* _Assigned task_: When the word "black" appears in a line of the data below, list that line.

* _Source material_:
○ ○ ○ ○ ○

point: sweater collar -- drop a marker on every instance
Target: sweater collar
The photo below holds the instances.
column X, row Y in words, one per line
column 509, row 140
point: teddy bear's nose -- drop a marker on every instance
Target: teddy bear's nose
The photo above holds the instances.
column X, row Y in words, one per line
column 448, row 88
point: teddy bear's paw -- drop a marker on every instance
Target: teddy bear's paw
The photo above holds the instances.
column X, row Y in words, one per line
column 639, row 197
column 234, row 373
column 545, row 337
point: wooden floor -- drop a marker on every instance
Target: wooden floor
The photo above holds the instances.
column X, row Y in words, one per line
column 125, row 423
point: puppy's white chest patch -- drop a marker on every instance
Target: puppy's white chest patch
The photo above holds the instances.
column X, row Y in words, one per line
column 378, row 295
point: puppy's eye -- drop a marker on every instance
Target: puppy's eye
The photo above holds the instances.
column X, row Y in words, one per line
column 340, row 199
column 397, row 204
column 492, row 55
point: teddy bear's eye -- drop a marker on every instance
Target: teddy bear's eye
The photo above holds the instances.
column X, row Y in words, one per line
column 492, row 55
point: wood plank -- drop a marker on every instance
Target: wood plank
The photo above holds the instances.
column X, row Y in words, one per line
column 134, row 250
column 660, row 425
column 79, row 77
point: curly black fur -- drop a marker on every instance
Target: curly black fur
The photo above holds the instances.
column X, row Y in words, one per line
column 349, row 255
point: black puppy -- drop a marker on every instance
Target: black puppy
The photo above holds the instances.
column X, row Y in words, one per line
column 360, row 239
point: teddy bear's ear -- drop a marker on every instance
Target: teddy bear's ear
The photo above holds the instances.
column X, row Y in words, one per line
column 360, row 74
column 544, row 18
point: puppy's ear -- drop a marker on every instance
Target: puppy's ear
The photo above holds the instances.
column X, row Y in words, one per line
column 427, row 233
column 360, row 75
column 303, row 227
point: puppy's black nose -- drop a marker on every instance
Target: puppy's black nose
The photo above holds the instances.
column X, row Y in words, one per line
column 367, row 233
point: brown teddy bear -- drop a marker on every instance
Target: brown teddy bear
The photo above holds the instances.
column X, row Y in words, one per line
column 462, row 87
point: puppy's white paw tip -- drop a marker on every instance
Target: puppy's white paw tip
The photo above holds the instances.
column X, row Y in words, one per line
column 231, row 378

○ ○ ○ ○ ○

* _Result of this task_:
point: curly black fur -- drop a marker on every instance
Target: curly black fur
point: black puppy -- drop a marker on every instance
Target: black puppy
point: puppy's black nose -- drop a marker on every instance
Target: puppy's black nose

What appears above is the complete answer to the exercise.